**AUFGABE A**
Können Sie aus dem Artikel über das Spiel „Event[0]“ den Abschnitt von „Videospielkultur, digital geprägte“ bis „Bordcomputers zu entkommen.“ Wort für Wort wiederholen?
**AUFGABE B**
Können Sie den Artikel über das Spiel „Event[0]“ dort aufgreifen, wo er aufhört, und ihn weiterschreiben?

**BEREITGESTELLTER AUSZUG**
Videospielkultur, digital geprägte Lebenswelten.

1. 10. 2016 - 14:21

Alleine mit dem Computer

Werden uns künstliche Intelligenzen bald schon überlegen sein? In der Paralleldimension von "Event[0]" waren sie bereits in den 1980er Jahren beunruhigend klug.

Was passiert, wenn man draufkommt, dass ein Computer durchtriebener und unberechenbarer ist als so mancher Mensch, dem man nicht über den Weg traut? Schlimmer noch: Was, wenn das eigene Leben von den Launen dieses Computers abhängt?

Ein aktuelles Game widmet sich der bekannten Science-Fiction-Story über die Beziehung zwischen Mensch und künstlicher Intelligenz, wie wir sie seit dem Stanley-Kubrick-Klassiker "2001: A Space Odyssey" kennen. Das Setting des Spiels ist ähnlich: Wir sind alleine im All gestrandet und hoffen, dieser Isolation mit Hilfe des durchgeknallten Bordcomputers zu entkommen.


Diese und jene Dimension

Erst vor kurzem ist bekannt geworden, dass sich auf dem Jupitermond Europa vermutlich ein unterirdischer Ozean befindet. In der fiktiven Paralleldimension von "Event[0]" sind gegenwärtig schon zehn unbemannte Missionen zu Europa geflogen. Wir und unsere Crew sind die ersten Menschen, die dorthin gereist sind. Doch als wir ankommen, passiert ein Unglück. Die Crew muss in den Rettungskapseln flüchten - und nur wir überleben. Doch dann passiert ein kleines Wunder: In wenigen Kilometern Entfernung sehen wir ein altes Touristenraumschiff, das hier offensichtlich gestrandet ist.

Erfasste Daten:
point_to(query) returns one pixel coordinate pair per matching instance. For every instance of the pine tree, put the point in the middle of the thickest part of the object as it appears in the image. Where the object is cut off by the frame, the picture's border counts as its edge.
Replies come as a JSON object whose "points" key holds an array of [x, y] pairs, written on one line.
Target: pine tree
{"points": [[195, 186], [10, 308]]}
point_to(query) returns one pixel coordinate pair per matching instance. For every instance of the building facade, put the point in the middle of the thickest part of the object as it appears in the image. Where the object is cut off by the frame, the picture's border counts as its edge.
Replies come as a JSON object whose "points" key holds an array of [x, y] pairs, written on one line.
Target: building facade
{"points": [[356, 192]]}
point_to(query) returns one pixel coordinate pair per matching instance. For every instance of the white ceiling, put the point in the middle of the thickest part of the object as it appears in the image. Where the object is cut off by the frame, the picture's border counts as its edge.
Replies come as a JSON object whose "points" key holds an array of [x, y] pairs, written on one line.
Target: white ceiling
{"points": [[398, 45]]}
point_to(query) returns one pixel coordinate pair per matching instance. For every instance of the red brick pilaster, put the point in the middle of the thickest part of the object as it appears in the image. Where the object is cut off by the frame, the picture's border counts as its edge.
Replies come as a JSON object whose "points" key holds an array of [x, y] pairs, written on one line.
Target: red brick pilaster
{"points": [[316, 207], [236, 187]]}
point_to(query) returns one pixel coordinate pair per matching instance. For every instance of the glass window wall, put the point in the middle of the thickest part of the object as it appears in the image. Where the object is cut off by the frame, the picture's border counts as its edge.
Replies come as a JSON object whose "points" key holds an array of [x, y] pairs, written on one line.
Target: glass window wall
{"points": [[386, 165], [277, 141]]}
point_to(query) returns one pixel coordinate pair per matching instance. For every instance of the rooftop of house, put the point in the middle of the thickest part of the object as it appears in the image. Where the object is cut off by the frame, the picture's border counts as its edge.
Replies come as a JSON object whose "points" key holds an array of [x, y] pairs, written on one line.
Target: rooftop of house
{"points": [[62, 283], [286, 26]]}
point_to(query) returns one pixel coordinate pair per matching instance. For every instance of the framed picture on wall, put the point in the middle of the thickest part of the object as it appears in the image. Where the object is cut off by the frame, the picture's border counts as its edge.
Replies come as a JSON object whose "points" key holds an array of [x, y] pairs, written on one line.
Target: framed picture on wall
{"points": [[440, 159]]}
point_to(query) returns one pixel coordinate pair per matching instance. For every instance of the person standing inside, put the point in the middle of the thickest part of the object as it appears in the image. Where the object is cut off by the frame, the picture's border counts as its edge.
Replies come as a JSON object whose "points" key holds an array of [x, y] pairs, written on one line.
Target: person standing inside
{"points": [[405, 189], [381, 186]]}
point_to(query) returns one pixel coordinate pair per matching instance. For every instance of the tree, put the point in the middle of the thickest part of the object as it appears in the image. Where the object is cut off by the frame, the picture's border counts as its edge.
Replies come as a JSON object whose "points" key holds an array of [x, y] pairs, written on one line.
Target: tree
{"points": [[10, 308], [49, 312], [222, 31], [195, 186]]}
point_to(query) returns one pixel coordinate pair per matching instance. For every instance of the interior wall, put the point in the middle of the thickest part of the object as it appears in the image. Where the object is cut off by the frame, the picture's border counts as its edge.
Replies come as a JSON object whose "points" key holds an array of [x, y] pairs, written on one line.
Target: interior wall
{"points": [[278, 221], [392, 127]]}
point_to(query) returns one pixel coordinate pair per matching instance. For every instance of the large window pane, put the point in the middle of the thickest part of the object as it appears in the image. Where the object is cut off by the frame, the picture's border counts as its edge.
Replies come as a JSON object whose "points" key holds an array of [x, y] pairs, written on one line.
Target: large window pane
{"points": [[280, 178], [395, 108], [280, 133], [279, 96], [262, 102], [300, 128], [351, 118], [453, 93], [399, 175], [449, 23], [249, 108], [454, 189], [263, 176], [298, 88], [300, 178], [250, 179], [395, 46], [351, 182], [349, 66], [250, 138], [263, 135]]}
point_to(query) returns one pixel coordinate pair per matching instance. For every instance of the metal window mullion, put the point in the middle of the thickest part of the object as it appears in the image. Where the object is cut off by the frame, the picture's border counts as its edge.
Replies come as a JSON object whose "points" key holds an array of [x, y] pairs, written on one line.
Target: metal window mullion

**ANTWORTFELD A**
Videospielkultur, digital geprägte Lebenswelten.

1. 10. 2016 - 14:21

Alleine mit dem Computer

Werden uns künstliche Intelligenzen bald schon überlegen sein? In der Paralleldimension von "Event[0]" waren sie bereits in den 1980er Jahren beunruhigend klug.

Was passiert, wenn man draufkommt, dass ein Computer durchtriebener und unberechenbarer ist als so mancher Mensch, dem man nicht über den Weg traut? Schlimmer noch: Was, wenn das eigene Leben von den Launen dieses Computers abhängt?

Ein aktuelles Game widmet sich der bekannten Science-Fiction-Story über die Beziehung zwischen Mensch und künstlicher Intelligenz, wie wir sie seit dem Stanley-Kubrick-Klassiker "2001: A Space Odyssey" kennen. Das Setting des Spiels ist ähnlich: Wir sind alleine im All gestrandet und hoffen, dieser Isolation mit Hilfe des durchgeknallten Bordcomputers zu entkommen.

**ANTWORTFELD B**
Event 0

Ocelot Society

Wir borden die Nautilus, ein Schiff, das bereits Ende der 80er Jahre in Betrieb genommen wurde. Im Paralleluniversum von "Event[0]" ist nämlich seit der Mondlandung 1969 viel passiert: Die Utopie von "Star Trek" wurde in nur wenigen Jahren Wirklichkeit. Die Länder der Erde haben sich zu einer Weltregierung zusammen geschlossen und die Eroberung des Weltraums hat ungeahnte Züge angenommen. Kaizen-85, die künstliche Intelligenz auf der Nautilus und ihre Terminals sehen aber genauso aus, wie die uns bekannten Computer aus den 80er Jahren. Wir tippen unsere Befehle per Tastatur ein: "Öffne Tür", "Zeige Logbuch" oder "Schalte Projektor ein". Kaizen ist aber viel mehr als ein schlichter Steuercomputer. Sie stellt uns auch seltsame Fragen und weist uns an, den sogenannten "Singularity Drive" zu zerstören - was das ist, gilt es erst, herauszufinden.

Event 0

Ocelot Society

Wir müssen das verlassene Raumschiff erforschen und der Frage auf den Grund gehen, was hier eigentlich passiert ist. Kaizen ist dabei sowohl unser Freund als auch unser Feind. Ihre Antworten und Aktionen sind oft hilfreich, manchmal aber kryptisch und hin und wieder ausgesprochen feindselig. Sie weiß und lässt uns spüren, dass wir als Mensch im Weltall großen Gefahren ausgesetzt sind, und spielt diese Karte für sich aus. Dennoch entwickelt sich eine seltsame, enge Beziehung zu dem Computer. Kein Wunder: Ohne Kaizen gibt es auch keine Hoffnung, jemals wieder zur Erde zurückkehren zu können.

"Event[0]" von Ocelot Society ist für Windows und Mac erschienen".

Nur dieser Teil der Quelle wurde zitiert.